# Start of MATERIALS PROVIDED

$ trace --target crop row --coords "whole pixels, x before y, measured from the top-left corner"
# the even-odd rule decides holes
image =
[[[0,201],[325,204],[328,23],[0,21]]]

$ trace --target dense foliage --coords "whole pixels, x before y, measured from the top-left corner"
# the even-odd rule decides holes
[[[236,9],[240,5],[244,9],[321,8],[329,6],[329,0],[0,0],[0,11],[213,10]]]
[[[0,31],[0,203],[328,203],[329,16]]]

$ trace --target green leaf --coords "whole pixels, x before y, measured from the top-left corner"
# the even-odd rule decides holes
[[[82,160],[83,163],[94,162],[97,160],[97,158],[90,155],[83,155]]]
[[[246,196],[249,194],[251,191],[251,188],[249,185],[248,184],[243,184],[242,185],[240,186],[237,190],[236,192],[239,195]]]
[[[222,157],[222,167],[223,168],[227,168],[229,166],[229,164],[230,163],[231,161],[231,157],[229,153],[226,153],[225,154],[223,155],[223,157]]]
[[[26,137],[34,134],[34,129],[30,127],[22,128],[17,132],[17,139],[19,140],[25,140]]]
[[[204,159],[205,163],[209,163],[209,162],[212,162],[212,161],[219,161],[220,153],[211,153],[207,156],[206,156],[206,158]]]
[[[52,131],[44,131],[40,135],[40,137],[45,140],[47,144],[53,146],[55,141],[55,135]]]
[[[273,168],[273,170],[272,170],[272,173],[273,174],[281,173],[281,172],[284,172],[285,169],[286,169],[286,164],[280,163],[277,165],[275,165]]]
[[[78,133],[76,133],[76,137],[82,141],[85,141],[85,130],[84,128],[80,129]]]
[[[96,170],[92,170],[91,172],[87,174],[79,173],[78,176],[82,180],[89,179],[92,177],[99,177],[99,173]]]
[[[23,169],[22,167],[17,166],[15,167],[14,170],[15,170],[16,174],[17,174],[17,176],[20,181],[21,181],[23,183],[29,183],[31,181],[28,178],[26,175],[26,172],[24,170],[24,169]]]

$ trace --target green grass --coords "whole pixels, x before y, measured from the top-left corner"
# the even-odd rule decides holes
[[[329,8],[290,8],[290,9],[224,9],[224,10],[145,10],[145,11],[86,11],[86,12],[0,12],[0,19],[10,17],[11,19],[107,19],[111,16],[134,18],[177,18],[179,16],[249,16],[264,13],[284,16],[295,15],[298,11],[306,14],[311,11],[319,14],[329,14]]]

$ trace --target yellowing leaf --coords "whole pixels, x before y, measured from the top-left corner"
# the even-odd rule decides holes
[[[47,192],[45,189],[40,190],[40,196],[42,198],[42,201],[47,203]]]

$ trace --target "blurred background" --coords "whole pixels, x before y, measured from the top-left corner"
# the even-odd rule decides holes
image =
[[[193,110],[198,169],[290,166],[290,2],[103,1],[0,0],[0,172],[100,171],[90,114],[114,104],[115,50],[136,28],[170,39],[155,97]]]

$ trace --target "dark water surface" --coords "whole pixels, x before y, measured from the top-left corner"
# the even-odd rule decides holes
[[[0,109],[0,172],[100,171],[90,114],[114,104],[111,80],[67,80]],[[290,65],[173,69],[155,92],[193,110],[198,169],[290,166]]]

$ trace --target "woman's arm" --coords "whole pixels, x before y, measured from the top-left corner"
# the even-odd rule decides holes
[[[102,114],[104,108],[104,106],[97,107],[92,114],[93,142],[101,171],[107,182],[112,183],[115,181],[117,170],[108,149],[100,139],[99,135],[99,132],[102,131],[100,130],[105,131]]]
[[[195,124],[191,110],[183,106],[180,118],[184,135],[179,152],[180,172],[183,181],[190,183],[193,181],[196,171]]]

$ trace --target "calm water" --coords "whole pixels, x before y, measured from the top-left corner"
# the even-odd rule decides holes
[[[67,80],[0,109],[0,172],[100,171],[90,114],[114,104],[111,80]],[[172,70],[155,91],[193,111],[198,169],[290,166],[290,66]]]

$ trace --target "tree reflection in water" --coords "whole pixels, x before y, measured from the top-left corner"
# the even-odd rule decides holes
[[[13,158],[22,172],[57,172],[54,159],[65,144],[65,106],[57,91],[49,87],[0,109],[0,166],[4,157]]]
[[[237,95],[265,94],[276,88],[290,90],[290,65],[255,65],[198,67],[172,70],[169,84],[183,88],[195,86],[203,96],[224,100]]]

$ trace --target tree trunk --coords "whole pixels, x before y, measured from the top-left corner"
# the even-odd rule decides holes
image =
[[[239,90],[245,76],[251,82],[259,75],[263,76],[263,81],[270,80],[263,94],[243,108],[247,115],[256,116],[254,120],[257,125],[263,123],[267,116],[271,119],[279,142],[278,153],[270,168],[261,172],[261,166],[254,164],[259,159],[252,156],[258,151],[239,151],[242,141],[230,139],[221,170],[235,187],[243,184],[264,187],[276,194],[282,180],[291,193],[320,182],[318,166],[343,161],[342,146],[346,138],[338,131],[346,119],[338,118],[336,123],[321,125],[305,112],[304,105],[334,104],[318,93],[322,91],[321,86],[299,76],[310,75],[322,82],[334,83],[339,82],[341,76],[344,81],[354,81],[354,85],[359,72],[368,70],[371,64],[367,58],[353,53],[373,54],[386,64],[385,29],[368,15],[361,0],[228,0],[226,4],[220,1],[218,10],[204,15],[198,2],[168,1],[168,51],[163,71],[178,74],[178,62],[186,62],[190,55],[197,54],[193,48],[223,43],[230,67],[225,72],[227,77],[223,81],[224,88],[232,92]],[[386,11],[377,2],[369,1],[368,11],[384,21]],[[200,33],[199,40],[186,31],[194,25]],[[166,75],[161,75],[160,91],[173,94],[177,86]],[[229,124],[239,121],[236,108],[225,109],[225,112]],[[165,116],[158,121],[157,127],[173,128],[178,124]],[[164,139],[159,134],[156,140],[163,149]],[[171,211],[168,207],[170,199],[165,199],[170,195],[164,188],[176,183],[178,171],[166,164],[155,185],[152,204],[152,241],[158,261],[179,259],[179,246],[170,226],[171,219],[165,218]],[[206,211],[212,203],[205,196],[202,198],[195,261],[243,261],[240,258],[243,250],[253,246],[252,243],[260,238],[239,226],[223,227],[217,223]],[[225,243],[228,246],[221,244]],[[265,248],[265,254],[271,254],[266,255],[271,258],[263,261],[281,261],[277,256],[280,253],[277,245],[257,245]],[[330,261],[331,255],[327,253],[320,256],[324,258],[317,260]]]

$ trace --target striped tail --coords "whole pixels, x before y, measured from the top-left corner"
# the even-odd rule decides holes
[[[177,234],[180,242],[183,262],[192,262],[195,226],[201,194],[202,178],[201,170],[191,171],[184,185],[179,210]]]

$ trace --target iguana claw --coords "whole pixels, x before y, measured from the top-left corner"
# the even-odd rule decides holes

# End of MATERIALS PROVIDED

# [WHAT IS REQUIRED]
Rewrite all the items above as a Markdown table with the columns No. and Line, one numbered row per line, and leave out the blank lines.

# [TASK RESPONSE]
| No. | Line |
|---|---|
| 1 | $ trace --target crop row --coords "whole pixels, x before y, measured from the top-left corner" |
| 2 | # the even-odd rule decides holes |
| 3 | image = |
| 4 | [[[0,201],[325,204],[328,23],[0,21]]] |
| 5 | $ trace --target dense foliage --coords "whole pixels, x before y, measured from the top-left corner" |
| 6 | # the even-odd rule decides holes |
| 7 | [[[236,9],[240,5],[244,9],[321,8],[329,6],[329,0],[0,0],[0,11],[213,10]]] |
| 8 | [[[0,31],[0,203],[328,203],[329,16]]] |
| 9 | $ trace --target green leaf --coords "whole pixels, x before y, measured from the top-left corner" |
| 10 | # the even-odd rule decides holes |
| 11 | [[[82,160],[83,163],[94,162],[97,160],[97,158],[90,155],[83,155]]] |
| 12 | [[[246,196],[249,194],[251,191],[251,188],[249,185],[248,184],[243,184],[242,185],[240,186],[237,190],[236,192],[239,195]]] |
| 13 | [[[222,157],[222,167],[223,168],[227,168],[229,166],[229,164],[230,163],[231,161],[231,157],[229,153],[226,153],[225,154],[223,155],[223,157]]] |
| 14 | [[[26,137],[34,134],[34,129],[30,127],[22,128],[17,132],[17,139],[19,140],[25,140]]] |
| 15 | [[[204,159],[205,163],[209,163],[209,162],[212,162],[212,161],[219,161],[220,153],[211,153],[207,156],[206,156],[206,158]]] |
| 16 | [[[52,131],[44,131],[40,135],[40,137],[45,140],[47,144],[53,146],[55,141],[55,135]]] |
| 17 | [[[273,168],[273,170],[272,170],[272,173],[273,174],[281,173],[281,172],[284,172],[285,169],[286,169],[286,164],[280,163],[277,165],[275,165]]] |
| 18 | [[[78,133],[76,133],[76,137],[82,141],[85,141],[85,130],[84,128],[80,129]]] |
| 19 | [[[96,170],[92,170],[91,172],[87,174],[79,173],[78,176],[82,180],[89,179],[92,177],[99,177],[99,173]]] |
| 20 | [[[23,169],[22,167],[17,166],[15,167],[14,170],[15,170],[16,174],[17,174],[17,176],[20,181],[21,181],[23,183],[29,183],[31,181],[28,178],[26,175],[26,172],[24,170],[24,169]]] |
| 21 | $ trace --target green grass --coords "whole pixels, x before y, measured from the top-left corner" |
| 22 | # the even-odd rule decides holes |
| 23 | [[[329,8],[290,8],[290,9],[224,9],[224,10],[145,10],[145,11],[86,11],[86,12],[0,12],[0,19],[10,17],[11,19],[107,19],[111,16],[134,18],[177,18],[179,16],[249,16],[264,13],[284,16],[295,15],[298,11],[306,14],[311,11],[319,14],[329,14]]] |
| 24 | $ trace --target yellowing leaf --coords "whole pixels, x before y, measured from the top-left corner" |
| 25 | # the even-odd rule decides holes |
| 26 | [[[47,192],[45,189],[40,190],[40,196],[42,198],[42,201],[47,203]]] |
| 27 | $ trace --target "blurred background" --coords "whole pixels, x before y, measured from the top-left corner" |
| 28 | # the even-odd rule decides holes |
| 29 | image = |
| 30 | [[[193,110],[198,169],[290,166],[290,2],[103,1],[0,0],[0,172],[100,171],[90,114],[114,104],[115,50],[136,28],[170,39],[155,97]]] |
| 31 | $ trace --target "dark water surface" --coords "whole pixels, x before y, measured from the top-left corner" |
| 32 | # the even-odd rule decides holes |
| 33 | [[[0,109],[0,172],[100,171],[90,114],[114,104],[111,80],[67,80]],[[290,65],[173,69],[155,92],[193,110],[198,169],[290,166]]] |
| 34 | $ trace --target "woman's arm" --coords "whole pixels, x before y, measured from the top-left corner" |
| 35 | # the even-odd rule decides holes |
| 36 | [[[102,114],[104,108],[104,106],[97,107],[92,114],[93,142],[101,171],[107,182],[112,183],[115,181],[117,170],[108,149],[100,139],[99,135],[99,132],[102,131],[100,130],[105,131]]] |
| 37 | [[[195,124],[191,110],[183,106],[180,118],[184,135],[179,152],[180,172],[183,181],[190,183],[193,181],[196,171]]] |
| 38 | $ trace --target "calm water" --coords "whole pixels, x before y, measured from the top-left corner" |
| 39 | # the even-odd rule decides holes |
| 40 | [[[67,80],[0,109],[0,172],[100,171],[90,114],[114,104],[111,80]],[[172,70],[155,91],[193,111],[198,169],[290,166],[290,66]]] |
| 41 | $ trace --target "tree reflection in water" --coords "whole pixels, x before y, measured from the top-left corner" |
| 42 | # the even-odd rule decides holes |
| 43 | [[[13,158],[22,172],[57,172],[54,159],[65,144],[65,106],[57,91],[49,87],[0,109],[0,166],[4,157]]] |
| 44 | [[[237,95],[265,94],[276,88],[290,90],[290,65],[255,65],[198,67],[172,70],[169,84],[183,88],[195,86],[203,96],[224,100]]] |
| 45 | $ trace --target tree trunk --coords "whole pixels, x before y, measured from the top-left corner" |
| 46 | # the even-odd rule decides holes |
| 47 | image = |
| 48 | [[[239,90],[245,76],[251,82],[259,75],[263,76],[263,81],[270,80],[263,94],[243,108],[247,115],[256,116],[254,120],[257,125],[263,123],[267,116],[271,119],[279,142],[278,153],[270,168],[261,172],[261,166],[254,164],[259,159],[252,156],[258,151],[239,151],[242,141],[230,139],[221,170],[235,187],[243,184],[264,187],[276,194],[282,180],[291,193],[320,182],[318,166],[343,161],[342,146],[346,138],[338,131],[346,119],[338,118],[336,123],[321,125],[305,112],[304,105],[334,104],[318,93],[322,91],[321,86],[299,76],[310,75],[322,82],[334,83],[339,82],[341,76],[344,81],[354,81],[354,85],[359,72],[368,70],[371,64],[367,58],[353,53],[373,54],[386,64],[385,29],[368,15],[361,0],[228,0],[226,4],[220,1],[218,10],[204,15],[198,2],[168,1],[168,51],[163,71],[178,74],[178,62],[186,62],[190,55],[197,54],[193,48],[223,43],[230,67],[225,72],[227,77],[223,81],[224,88],[232,92]],[[386,11],[377,2],[369,1],[368,11],[384,21]],[[200,33],[199,40],[186,31],[194,25]],[[166,75],[161,75],[160,91],[173,94],[177,86]],[[229,124],[239,121],[236,108],[225,109],[225,112]],[[165,116],[158,121],[157,127],[173,128],[178,124]],[[164,139],[159,134],[156,140],[163,149]],[[171,211],[168,207],[170,199],[165,199],[170,195],[164,188],[176,183],[178,171],[166,164],[155,185],[152,204],[152,241],[158,261],[179,259],[179,246],[170,226],[171,219],[165,218]],[[206,211],[212,203],[205,196],[202,198],[195,261],[243,261],[240,258],[243,250],[253,246],[252,243],[260,238],[239,226],[223,227],[217,223]],[[225,243],[228,246],[221,244]],[[265,248],[265,254],[271,254],[266,255],[271,258],[263,261],[281,261],[277,256],[280,253],[277,245],[257,245]],[[330,261],[331,255],[327,253],[320,256],[324,258],[317,260]]] |
| 49 | $ trace --target striped tail --coords "whole pixels, x before y, measured from the top-left corner" |
| 50 | # the even-odd rule decides holes |
| 51 | [[[177,234],[180,242],[183,262],[192,262],[195,226],[201,194],[202,178],[201,170],[191,171],[184,185],[179,210]]] |
| 52 | $ trace --target iguana claw --coords "whole pixels, x before y, measured from the top-left corner" |
| 53 | # the even-odd rule decides holes |